= What needs to be done =
Echo verbatim every line of the items below, from the line containing "eyebrow, shaped like this sample" through the last line of the items, inclusive at both ends.

= Rows =

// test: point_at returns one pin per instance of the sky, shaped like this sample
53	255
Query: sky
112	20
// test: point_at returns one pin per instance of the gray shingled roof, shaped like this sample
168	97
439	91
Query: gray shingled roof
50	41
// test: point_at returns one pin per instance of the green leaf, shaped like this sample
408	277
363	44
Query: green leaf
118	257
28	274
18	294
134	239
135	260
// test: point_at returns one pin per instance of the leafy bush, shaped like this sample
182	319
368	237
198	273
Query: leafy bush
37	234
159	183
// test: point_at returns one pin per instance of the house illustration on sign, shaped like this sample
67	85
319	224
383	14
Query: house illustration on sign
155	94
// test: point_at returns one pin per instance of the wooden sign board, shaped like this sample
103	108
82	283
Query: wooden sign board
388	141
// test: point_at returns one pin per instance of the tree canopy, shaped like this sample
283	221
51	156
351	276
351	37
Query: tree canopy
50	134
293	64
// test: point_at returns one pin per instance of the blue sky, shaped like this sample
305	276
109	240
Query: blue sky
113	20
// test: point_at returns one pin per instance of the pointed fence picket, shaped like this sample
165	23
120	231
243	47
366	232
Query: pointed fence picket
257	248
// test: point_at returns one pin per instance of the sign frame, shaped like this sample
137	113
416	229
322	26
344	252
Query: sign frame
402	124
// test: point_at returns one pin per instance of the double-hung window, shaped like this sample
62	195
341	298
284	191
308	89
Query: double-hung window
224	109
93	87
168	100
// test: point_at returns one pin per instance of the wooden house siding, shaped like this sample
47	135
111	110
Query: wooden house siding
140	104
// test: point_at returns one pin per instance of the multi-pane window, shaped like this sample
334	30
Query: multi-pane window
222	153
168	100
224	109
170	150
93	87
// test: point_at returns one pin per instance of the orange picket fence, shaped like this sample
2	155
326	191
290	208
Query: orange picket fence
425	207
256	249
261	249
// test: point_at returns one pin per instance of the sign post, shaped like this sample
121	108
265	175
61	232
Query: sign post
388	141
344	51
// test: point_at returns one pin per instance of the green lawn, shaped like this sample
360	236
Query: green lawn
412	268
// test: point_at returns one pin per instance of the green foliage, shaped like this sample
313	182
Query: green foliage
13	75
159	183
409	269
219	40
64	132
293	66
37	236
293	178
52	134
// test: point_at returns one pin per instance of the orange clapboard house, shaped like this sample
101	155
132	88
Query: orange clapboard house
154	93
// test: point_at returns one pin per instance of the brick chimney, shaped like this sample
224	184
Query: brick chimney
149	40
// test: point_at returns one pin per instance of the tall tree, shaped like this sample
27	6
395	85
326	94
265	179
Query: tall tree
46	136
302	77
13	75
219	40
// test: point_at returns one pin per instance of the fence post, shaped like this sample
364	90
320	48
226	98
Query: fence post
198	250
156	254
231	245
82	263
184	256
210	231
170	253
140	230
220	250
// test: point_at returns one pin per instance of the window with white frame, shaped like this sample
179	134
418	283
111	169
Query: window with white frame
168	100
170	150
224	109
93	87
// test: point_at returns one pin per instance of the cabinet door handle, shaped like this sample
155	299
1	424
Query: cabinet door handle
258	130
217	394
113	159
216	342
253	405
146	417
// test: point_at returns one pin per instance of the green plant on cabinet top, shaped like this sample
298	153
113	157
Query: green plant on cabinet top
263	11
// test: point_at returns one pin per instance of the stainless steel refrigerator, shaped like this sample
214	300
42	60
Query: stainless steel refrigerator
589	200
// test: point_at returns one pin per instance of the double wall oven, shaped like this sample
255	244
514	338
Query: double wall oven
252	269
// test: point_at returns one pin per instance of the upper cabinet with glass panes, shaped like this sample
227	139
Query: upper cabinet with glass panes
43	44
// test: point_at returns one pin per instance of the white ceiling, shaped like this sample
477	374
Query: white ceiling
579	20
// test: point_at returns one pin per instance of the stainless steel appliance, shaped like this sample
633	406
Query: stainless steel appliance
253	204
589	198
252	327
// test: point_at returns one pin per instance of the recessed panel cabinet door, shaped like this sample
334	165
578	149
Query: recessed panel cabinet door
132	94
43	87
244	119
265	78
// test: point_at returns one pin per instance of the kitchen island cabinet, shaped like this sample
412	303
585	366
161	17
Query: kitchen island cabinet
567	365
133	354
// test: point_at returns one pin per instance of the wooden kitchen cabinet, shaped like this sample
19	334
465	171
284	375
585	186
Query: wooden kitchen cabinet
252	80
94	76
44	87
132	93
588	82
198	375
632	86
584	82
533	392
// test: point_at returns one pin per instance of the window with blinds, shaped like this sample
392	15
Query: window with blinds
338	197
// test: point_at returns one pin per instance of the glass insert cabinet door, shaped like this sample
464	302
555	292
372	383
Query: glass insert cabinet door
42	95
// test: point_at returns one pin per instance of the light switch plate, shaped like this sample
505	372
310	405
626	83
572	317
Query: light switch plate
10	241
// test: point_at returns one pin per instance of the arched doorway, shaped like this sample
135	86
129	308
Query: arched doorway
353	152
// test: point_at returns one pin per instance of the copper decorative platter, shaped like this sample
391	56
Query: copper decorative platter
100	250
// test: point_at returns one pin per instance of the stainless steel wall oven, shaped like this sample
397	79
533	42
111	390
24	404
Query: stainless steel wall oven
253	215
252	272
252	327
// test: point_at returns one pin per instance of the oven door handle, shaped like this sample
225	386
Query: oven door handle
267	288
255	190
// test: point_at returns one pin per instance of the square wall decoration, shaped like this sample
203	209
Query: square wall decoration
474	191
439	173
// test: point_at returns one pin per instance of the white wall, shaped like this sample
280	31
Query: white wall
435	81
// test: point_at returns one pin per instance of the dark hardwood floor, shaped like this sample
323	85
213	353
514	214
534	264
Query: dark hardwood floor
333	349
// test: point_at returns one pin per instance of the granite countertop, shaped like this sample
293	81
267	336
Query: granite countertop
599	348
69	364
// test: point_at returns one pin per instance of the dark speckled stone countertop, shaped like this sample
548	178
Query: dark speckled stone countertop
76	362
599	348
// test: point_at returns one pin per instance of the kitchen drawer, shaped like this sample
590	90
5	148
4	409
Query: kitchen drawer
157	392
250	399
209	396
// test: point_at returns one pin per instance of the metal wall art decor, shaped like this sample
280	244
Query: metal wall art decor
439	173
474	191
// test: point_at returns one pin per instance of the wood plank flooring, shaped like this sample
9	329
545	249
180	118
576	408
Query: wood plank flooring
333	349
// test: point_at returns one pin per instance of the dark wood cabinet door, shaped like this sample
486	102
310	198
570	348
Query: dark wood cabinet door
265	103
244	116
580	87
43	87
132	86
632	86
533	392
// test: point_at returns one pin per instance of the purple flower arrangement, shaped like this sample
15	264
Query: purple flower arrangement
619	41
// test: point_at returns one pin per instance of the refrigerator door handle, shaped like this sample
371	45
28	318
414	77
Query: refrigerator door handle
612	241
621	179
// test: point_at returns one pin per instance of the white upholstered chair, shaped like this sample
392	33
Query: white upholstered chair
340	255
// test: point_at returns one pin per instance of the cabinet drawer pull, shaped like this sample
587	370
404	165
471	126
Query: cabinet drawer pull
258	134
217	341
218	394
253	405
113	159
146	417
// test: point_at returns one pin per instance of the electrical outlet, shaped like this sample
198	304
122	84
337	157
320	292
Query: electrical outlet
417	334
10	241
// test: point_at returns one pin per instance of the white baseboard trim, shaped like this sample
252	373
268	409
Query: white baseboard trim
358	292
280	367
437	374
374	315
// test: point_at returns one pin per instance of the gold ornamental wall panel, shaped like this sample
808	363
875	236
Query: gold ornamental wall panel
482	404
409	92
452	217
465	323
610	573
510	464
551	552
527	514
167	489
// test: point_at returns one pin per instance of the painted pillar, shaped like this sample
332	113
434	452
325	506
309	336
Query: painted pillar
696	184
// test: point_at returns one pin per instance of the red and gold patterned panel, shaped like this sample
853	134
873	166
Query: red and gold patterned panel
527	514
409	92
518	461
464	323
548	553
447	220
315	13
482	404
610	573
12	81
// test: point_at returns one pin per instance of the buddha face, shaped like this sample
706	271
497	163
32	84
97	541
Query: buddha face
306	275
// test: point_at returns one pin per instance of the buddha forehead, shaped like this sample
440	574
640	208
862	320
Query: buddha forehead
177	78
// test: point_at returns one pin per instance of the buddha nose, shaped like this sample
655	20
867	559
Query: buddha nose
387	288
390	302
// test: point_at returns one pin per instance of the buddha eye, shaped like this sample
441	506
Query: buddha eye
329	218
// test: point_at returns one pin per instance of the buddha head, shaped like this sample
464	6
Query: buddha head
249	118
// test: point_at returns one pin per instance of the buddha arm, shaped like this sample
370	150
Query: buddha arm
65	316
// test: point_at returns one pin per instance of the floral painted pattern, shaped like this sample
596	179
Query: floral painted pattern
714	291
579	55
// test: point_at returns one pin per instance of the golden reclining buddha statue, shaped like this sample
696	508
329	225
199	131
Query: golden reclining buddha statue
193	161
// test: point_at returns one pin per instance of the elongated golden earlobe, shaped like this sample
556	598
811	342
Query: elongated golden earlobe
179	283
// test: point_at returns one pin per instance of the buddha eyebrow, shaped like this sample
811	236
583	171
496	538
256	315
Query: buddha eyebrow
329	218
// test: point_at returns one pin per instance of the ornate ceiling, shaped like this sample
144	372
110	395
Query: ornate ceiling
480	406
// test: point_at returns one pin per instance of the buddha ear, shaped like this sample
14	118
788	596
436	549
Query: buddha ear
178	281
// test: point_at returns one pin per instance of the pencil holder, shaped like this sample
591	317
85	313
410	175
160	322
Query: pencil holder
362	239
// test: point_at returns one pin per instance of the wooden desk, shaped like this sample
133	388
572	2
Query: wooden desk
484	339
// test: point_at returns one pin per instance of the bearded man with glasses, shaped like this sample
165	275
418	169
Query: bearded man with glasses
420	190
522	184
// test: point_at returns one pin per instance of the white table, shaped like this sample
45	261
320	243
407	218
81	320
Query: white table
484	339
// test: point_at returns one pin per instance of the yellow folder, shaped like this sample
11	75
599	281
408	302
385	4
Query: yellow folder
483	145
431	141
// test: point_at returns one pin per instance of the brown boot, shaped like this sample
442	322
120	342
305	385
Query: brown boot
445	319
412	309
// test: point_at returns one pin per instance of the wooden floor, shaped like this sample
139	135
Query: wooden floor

= Solution to the exercise =
// test: point_at returns one pin per instance of the buddha eyebrow, shaped like this sample
811	236
583	171
496	538
256	315
Query: buddha eyebrow
329	218
// test: point_at returns one pin per instance of the ornate ceiling, shaped like this sample
144	372
110	395
Query: ornate ceiling
480	406
// test: point_at returns one pin per instance of the buddha ear, shaped like this sample
14	118
788	596
436	549
Query: buddha ear
178	281
// test: point_at returns one pin per instance of the pencil holder, shaped like this sample
591	317
85	313
410	175
160	322
Query: pencil holder
362	239
// test: point_at returns one pin per instance of the wooden desk, shaped like this sample
133	388
572	2
Query: wooden desk
484	339
// test: point_at returns one pin per instance of the bearded man with glasses, shaped like this sample
165	275
418	169
Query: bearded man with glasses
420	190
522	184
// test: point_at returns one pin per instance of the white table, shaped like this sample
45	261
320	243
407	218
81	320
Query: white table
484	339
// test: point_at returns one pin per instance of the yellow folder, shaped like this sample
11	75
599	281
408	302
385	4
Query: yellow folder
483	145
431	141
// test: point_at returns one pin per instance of the brown boot, shaped like this sample
442	322
120	342
305	385
Query: brown boot
445	319
412	309
// test: point_at returns one pin per instance of the wooden floor, shaped like this sample
139	135
Query: wooden floor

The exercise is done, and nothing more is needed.